## EXTRACTED TEXT:
[Start of Attachment]
What follows in the book is an especially complex case of how I did my own hot-footed dance between handling a well-meaning friend who was overdosing on prayer with the patient, a spouse who wanted to buy the false hopes of her friend, and the dementia patient himself, who gave me subtle signals that he wanted peace and quiet. But you’ll have to read or listen to the book for yourself to find out what I did! (You didn’t expect me to give away the whole store, now did you? Encountering The Edge: What People Told Me Before They Died is available from Amazon and any other bookstore and on audible.com)

Chaplain Shoptalk: Payoffs of Pain

The “Prime Directive” of my seven years on the job at 3 different hospices from staff and supervisors has been, “Our number one priority is to reduce pain: physical, emotional and spiritual.” I imagine this is not shocking news to my readers who are familiar with hospice. Sounds like a no-brainer, doesn’t it? But not necessarily from the patient’s point-of-view. Whoa, huh?  

This subject came up among a few of my colleagues on Twitter these past handfuls of hours, in the context of well-meaning people like friends and family trying to make the suffering (of others, mind you, not themselves) meaningful with theological bromides like, “There’s a reason for everything.”
[End of Attachment]
## EXERCISE INSTRUCTIONS:
- 1) In the hospice post, what has staff and supervisors' "Prime Directive" been?
- 2) Transcribe the hospice post from "What follows in" to "and on audible.com)".
The listing that follows comes from a separate source unrelated to the hospice post.

## RAW DATA:
[Start of Attachment]
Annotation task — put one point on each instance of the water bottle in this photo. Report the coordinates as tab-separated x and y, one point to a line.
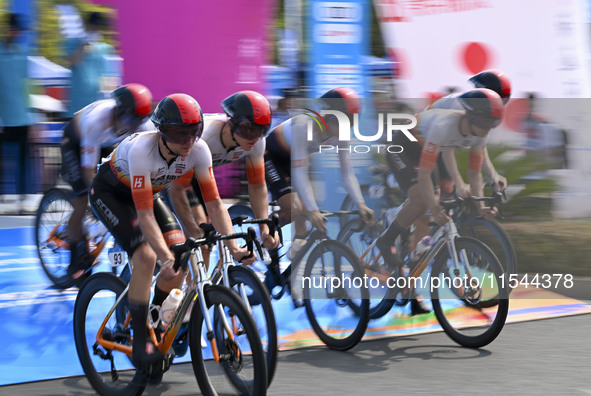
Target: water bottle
170	304
422	247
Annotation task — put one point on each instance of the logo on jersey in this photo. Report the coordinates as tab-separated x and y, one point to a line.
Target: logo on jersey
431	147
138	182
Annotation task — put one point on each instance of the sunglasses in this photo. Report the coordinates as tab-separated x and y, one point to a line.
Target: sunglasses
245	129
182	134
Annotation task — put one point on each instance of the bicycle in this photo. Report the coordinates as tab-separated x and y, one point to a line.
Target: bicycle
328	304
359	236
385	198
51	235
251	290
465	275
103	336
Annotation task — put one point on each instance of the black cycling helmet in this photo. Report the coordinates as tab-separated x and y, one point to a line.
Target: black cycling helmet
484	107
178	117
495	80
134	100
250	114
343	99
[End of Attachment]
## SOLUTIONS TO THE EXERCISE:
- 1) "Our number one priority is to reduce pain: physical, emotional and spiritual."

- 2)
What follows in the book is an especially complex case of how I did my own hot-footed dance between handling a well-meaning friend who was overdosing on prayer with the patient, a spouse who wanted to buy the false hopes of her friend, and the dementia patient himself, who gave me subtle signals that he wanted peace and quiet. But you’ll have to read or listen to the book for yourself to find out what I did! (You didn’t expect me to give away the whole store, now did you? Encountering The Edge: What People Told Me Before They Died is available from Amazon and any other bookstore and on audible.com)